* Work request *
Your copy should repeat the data that follows exactly and contain no image.
----
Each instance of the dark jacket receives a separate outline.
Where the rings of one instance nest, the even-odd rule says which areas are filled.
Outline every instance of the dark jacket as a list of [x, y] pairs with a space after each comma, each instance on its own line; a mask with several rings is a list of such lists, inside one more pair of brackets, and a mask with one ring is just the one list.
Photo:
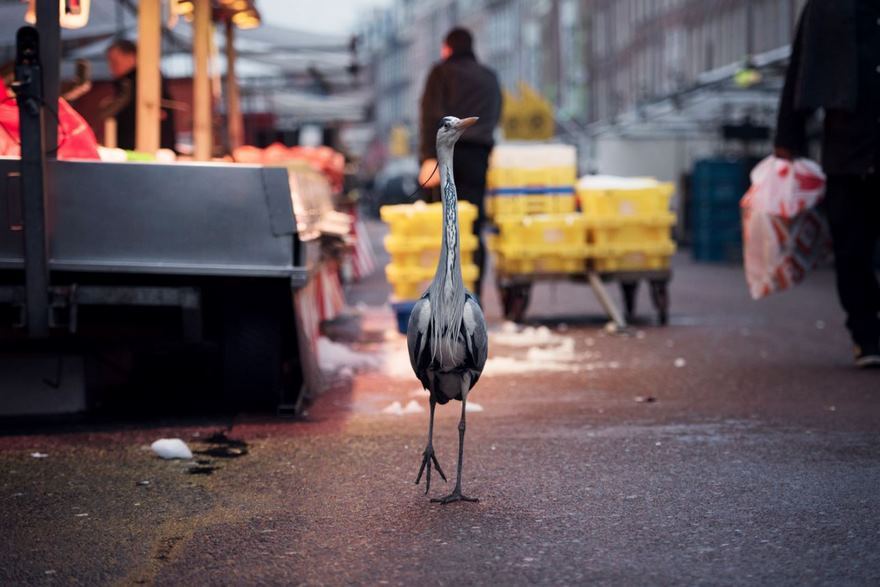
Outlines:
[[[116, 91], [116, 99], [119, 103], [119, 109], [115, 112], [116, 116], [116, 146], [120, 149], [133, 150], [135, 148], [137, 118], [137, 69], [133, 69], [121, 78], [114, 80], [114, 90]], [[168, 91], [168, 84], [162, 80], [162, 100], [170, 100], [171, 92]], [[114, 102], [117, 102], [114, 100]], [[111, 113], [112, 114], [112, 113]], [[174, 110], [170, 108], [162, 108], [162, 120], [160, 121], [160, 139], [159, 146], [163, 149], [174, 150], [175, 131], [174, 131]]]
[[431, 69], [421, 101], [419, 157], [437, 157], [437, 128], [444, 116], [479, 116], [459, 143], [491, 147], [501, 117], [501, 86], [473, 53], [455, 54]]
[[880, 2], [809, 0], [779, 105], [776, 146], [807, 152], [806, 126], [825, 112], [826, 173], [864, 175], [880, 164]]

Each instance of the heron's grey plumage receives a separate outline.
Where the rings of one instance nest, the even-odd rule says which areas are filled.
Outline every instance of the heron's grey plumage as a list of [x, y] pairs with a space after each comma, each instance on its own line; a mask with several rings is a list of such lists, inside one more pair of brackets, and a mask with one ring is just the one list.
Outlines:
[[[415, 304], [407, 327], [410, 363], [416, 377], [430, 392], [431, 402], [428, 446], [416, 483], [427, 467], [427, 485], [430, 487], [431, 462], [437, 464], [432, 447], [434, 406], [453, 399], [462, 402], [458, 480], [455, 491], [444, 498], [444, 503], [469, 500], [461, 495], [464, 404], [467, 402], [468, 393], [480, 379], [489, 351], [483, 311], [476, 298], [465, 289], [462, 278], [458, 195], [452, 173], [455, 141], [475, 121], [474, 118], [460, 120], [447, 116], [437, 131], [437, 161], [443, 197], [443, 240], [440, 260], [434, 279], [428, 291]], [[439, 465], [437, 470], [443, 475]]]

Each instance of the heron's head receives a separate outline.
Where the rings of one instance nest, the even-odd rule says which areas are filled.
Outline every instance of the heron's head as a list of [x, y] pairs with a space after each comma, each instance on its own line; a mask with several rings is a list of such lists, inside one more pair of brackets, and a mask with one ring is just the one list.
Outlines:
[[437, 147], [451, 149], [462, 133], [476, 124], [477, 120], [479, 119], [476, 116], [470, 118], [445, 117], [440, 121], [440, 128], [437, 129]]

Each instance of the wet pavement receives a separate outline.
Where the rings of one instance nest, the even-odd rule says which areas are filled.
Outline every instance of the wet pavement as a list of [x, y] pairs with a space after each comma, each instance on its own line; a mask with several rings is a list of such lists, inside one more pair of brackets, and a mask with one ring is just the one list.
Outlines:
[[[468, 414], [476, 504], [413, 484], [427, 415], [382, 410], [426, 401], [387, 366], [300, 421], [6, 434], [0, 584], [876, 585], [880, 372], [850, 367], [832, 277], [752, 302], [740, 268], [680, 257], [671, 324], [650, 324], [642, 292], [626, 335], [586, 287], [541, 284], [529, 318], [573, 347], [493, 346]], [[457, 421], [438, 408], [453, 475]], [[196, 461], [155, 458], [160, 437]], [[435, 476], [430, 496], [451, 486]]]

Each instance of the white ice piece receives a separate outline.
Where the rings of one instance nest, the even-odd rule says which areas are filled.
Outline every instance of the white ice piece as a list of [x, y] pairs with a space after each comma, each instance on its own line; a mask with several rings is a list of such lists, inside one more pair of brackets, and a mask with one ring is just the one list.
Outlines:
----
* Task output *
Each instance of the dark jacket receives a separate outline.
Where the rings of one instance nest, the even-odd rule says which areas are filled.
Outline every instance of the dark jacket as a list of [x, y] pairs with a space after each comma, each instance on its own line; a mask with several rings is a list of such lists, inside one more pair of brackets, and a mask with one ring is just the one list.
Photo:
Outlines:
[[[116, 91], [116, 99], [119, 103], [119, 109], [115, 112], [116, 116], [116, 146], [120, 149], [133, 150], [135, 148], [137, 118], [137, 69], [133, 69], [121, 78], [114, 80], [114, 90]], [[168, 91], [168, 84], [162, 80], [162, 100], [170, 100], [171, 92]], [[114, 102], [117, 102], [114, 100]], [[111, 113], [112, 114], [112, 113]], [[174, 110], [170, 108], [162, 108], [162, 120], [160, 121], [160, 139], [159, 146], [163, 149], [174, 150], [175, 131], [174, 131]]]
[[431, 69], [421, 101], [419, 157], [437, 157], [437, 128], [444, 116], [479, 116], [459, 143], [491, 147], [501, 117], [501, 86], [473, 53], [455, 54]]
[[880, 2], [809, 0], [779, 105], [776, 146], [807, 152], [806, 126], [825, 112], [826, 173], [864, 175], [880, 164]]

Each instance of the heron's grey plumage receives a separate outline.
Where the rings of one instance nest, the even-odd rule says which areas are filled.
Outline every instance of the heron's grey plumage as a list of [x, y] pairs with a space after each comma, each instance on its own line; a mask with several rings is a list of such lists, inside one more pair of brackets, and a mask with one ring is just the one list.
Outlines:
[[[415, 304], [407, 327], [410, 363], [416, 377], [430, 392], [431, 402], [428, 446], [416, 483], [427, 467], [427, 485], [430, 487], [431, 462], [437, 464], [432, 447], [434, 406], [453, 399], [462, 402], [458, 480], [455, 491], [444, 498], [444, 503], [469, 500], [461, 495], [464, 404], [467, 402], [468, 393], [480, 379], [489, 351], [483, 311], [476, 298], [465, 289], [462, 278], [458, 195], [452, 173], [455, 141], [475, 121], [474, 118], [460, 120], [447, 116], [437, 131], [437, 161], [443, 197], [443, 240], [440, 260], [434, 279], [428, 291]], [[439, 465], [437, 470], [443, 475]]]

Each instance of the heron's head receives a separate outline.
Where the rings of one instance nest, the even-odd rule says which areas are filled.
Outline every instance of the heron's head as a list of [x, y] pairs with a space after each comma, each instance on its own line; a mask with several rings is a list of such lists, inside one more pair of brackets, and a mask with one ring is just the one list.
Outlines:
[[437, 147], [451, 149], [462, 133], [476, 124], [477, 120], [479, 119], [476, 116], [470, 118], [445, 117], [440, 121], [440, 128], [437, 129]]

Each instance of the wet pavement receives a separate outline.
Where the rings of one instance nest, the even-odd rule says which areas are filled.
Outline every instance of the wet pavement as a list of [x, y] pairs with a space after each comma, each instance on its own line; a mask with several rings is a list of such lists, inside one more pair of brackets, and a mask with one ring is just the one list.
Outlines:
[[[468, 414], [476, 504], [413, 484], [427, 415], [382, 410], [426, 401], [387, 366], [300, 421], [6, 434], [0, 584], [876, 585], [880, 372], [850, 367], [832, 277], [752, 302], [740, 268], [680, 257], [671, 324], [650, 324], [642, 292], [626, 335], [586, 287], [541, 284], [529, 318], [573, 347], [493, 346]], [[457, 421], [438, 408], [453, 475]], [[196, 461], [155, 458], [160, 437]], [[435, 476], [430, 496], [451, 486]]]

Each instance of the white ice piece receives a separate outline.
Where the rings of one instance nest, the even-odd rule says which areas are filled.
Outline every instance of the white ice piece as a list of [x, y] pairs with a space after each comma, each instance on its own line; a mask with several rings is a list of such lists, inside one more pair of brackets, and a mask with one ring is just the one list.
Outlines:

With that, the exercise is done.